READING TEXT:

Bob’s administrative appeal last night was for all of our help in building our monthly meeting agendas and searching for do-able major projects that we can handle as a group commitment to action. He’s already led the charge for the wonderful local history book we wrote and published this year and he virtually singlehandedly landed the SABR 44 National Convention that we hosted in Houston this past summer to much national acclaim for our efforts. In each of those cases, we, the members,  have rallied to make those projects the successful products they each became. And, as most of you know, that early Houston baseball history book was a dream f mine for years. I just couldn’t do it alone and handle my “day job” simultaneously, but I could do it with the encouragement of Bob Dorrill, as a group project with all of you who joined in the research and writing effort, and with the indispensable drive and editorial skill of our Mike Vance – the man who pulled “our” book into one first-rate and cohesive piece. – We shall be forever grateful to Mike Vance for all he did in that regard.

EXERCISES TO COMPLETE:
[A] In the SABR chapter text, who pulled the early Houston baseball history book into one cohesive piece?
[B] Please explain, in one to three sentences and using the SABR chapter text, why the writer could not produce the early Houston baseball history book alone and what made it possible.

INFORMATION SUPPLIED:
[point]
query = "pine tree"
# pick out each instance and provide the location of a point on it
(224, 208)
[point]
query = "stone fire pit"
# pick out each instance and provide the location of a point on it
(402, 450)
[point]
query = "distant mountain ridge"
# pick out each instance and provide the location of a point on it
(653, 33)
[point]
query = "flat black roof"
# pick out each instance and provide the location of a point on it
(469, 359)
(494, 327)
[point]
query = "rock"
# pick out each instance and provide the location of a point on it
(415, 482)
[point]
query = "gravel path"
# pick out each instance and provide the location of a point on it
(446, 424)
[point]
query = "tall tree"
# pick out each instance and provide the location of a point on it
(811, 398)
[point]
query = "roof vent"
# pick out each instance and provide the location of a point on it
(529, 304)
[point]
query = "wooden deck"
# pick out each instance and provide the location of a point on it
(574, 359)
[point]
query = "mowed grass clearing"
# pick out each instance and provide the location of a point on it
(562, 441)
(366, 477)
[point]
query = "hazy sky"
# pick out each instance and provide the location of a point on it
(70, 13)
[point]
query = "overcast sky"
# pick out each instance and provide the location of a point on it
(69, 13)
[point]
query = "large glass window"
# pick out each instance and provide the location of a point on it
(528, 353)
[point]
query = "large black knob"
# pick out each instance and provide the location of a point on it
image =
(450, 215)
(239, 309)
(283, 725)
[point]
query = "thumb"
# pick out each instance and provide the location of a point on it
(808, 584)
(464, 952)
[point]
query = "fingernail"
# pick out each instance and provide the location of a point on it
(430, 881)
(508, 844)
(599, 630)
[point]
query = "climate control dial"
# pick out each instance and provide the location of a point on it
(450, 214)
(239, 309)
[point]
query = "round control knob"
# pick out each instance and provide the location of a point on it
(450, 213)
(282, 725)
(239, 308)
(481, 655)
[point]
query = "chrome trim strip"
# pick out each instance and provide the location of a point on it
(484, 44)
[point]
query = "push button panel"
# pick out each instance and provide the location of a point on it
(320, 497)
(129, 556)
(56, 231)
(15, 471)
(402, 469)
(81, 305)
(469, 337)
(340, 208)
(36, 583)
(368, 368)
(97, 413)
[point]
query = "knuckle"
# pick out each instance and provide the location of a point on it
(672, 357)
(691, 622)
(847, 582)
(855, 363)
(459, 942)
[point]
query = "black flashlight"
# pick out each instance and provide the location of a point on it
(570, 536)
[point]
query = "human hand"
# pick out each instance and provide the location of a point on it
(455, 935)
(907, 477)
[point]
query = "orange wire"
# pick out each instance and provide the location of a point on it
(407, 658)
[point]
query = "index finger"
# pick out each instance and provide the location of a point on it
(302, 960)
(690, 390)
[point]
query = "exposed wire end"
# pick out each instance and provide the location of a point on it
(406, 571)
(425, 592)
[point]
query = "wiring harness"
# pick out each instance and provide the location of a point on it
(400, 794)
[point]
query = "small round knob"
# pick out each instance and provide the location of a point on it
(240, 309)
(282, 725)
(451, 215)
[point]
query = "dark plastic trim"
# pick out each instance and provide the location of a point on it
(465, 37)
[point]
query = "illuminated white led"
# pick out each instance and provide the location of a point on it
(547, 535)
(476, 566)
--
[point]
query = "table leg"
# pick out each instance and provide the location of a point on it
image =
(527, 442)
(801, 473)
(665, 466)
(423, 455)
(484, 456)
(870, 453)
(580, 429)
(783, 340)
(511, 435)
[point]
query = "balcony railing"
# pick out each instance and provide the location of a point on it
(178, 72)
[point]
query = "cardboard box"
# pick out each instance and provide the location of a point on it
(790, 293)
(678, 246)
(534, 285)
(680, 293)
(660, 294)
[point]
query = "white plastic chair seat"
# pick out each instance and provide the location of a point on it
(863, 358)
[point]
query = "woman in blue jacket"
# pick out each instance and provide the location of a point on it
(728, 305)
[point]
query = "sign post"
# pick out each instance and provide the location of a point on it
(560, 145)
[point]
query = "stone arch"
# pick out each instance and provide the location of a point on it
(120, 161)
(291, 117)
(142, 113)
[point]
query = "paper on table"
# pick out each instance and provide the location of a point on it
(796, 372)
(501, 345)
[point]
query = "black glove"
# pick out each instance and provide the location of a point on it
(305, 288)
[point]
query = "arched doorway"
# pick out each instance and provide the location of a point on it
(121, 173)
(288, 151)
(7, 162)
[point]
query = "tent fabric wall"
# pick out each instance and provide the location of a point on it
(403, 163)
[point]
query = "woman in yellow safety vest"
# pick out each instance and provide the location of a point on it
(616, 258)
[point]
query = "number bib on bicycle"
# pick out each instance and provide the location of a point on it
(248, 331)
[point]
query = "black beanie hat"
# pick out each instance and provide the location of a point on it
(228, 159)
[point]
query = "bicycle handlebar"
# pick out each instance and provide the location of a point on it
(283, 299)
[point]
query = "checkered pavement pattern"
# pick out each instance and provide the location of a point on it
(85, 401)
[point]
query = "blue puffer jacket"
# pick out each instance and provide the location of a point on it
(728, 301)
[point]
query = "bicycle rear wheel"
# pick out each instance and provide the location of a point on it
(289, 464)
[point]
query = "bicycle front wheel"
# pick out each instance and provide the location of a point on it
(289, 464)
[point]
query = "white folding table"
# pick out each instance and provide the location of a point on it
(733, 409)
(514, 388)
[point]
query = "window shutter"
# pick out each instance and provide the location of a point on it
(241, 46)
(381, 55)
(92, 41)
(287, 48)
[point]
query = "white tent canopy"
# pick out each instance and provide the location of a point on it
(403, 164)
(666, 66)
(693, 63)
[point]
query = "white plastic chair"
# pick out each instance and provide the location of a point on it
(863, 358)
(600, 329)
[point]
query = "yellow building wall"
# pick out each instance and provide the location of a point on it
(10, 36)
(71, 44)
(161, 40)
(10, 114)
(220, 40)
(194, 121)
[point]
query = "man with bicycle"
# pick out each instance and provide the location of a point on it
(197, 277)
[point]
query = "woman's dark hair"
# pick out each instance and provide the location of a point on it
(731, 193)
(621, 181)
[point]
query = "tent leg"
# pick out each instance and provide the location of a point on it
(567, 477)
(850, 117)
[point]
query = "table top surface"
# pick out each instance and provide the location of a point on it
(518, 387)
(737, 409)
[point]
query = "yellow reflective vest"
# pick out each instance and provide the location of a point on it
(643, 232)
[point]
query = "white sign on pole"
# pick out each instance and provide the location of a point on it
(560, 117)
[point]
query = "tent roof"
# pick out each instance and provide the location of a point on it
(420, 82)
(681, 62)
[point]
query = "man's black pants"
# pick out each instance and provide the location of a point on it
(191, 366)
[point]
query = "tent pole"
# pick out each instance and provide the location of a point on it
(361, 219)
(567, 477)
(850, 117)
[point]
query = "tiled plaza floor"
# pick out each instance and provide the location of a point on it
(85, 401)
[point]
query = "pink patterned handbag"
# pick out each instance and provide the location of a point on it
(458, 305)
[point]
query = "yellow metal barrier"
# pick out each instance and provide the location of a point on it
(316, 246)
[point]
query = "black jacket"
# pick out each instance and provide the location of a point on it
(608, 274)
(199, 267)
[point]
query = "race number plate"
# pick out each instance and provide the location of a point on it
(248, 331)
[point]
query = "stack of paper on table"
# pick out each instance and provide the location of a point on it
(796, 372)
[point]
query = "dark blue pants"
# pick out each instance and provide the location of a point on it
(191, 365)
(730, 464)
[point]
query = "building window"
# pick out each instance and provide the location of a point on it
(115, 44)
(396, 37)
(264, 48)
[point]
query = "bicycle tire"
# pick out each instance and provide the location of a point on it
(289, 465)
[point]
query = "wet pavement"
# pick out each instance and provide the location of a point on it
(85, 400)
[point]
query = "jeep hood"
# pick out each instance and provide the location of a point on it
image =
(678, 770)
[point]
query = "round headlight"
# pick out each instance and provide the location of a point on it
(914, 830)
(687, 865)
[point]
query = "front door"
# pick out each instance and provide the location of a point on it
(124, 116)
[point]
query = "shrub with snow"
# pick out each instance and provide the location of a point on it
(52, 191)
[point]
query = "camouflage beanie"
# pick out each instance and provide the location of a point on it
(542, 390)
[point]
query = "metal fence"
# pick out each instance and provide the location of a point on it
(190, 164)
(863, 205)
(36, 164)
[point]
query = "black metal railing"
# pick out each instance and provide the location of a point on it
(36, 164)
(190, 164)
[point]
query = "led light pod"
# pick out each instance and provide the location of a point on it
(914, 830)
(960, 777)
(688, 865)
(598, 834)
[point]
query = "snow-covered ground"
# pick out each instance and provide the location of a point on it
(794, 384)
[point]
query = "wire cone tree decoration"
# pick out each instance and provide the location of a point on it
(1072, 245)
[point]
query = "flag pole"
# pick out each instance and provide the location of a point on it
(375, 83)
---
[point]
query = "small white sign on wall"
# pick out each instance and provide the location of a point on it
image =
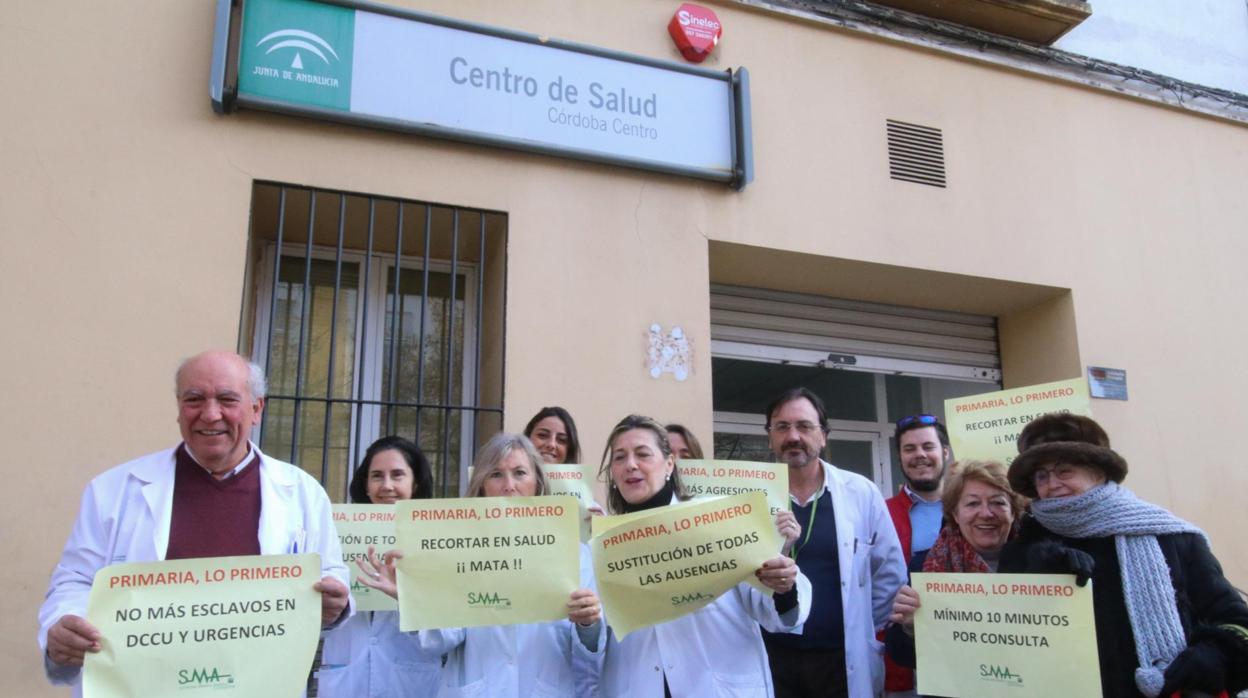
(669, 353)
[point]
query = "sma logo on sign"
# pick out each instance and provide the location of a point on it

ANSWER SET:
[A] Mike Vance.

[B] The writer could not do it alone while also handling a "day job." It became possible with Bob Dorrill's encouragement, as a group project with members who joined the research and writing, and with Mike Vance's drive and editorial skill.